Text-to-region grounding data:
+===+
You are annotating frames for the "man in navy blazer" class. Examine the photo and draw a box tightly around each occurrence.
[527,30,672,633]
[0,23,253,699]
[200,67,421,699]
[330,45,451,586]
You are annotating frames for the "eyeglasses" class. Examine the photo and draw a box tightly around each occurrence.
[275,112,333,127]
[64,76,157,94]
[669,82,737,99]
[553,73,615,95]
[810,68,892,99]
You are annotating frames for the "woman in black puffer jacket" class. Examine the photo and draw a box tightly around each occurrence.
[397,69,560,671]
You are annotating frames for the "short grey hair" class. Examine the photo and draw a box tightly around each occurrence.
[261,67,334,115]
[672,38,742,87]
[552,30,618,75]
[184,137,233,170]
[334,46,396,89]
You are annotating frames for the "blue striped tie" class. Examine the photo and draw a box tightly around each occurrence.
+===+
EXERCISE BRIEF: Take the entries above and transcribe them exactly.

WRITTEN RESPONSE:
You are annotating frames for the "man in navy blazer" class. Examine the photo and draw a box tightly around each occurrence.
[527,30,672,633]
[0,23,253,699]
[200,67,421,699]
[330,45,451,586]
You are annotating frames for the "eyeglasses" class. Examine the photo and draw a box tightly around each occurrence.
[275,112,333,127]
[64,76,157,94]
[669,82,737,99]
[553,73,615,95]
[810,68,892,99]
You are annotating frames for the "woman in black puffer jacket" class. Examine the photo and draw a box tightly around each occurrence.
[397,69,560,671]
You are annotating frames for the "short grey hair" class. Examine the photo and draw a box tightly around each occurrence.
[261,67,334,115]
[672,38,742,87]
[552,30,618,75]
[184,137,233,170]
[334,46,396,89]
You are annotating frames for the "blue striped tie" class. Examine the photo and draw a box tightly around each occurrence.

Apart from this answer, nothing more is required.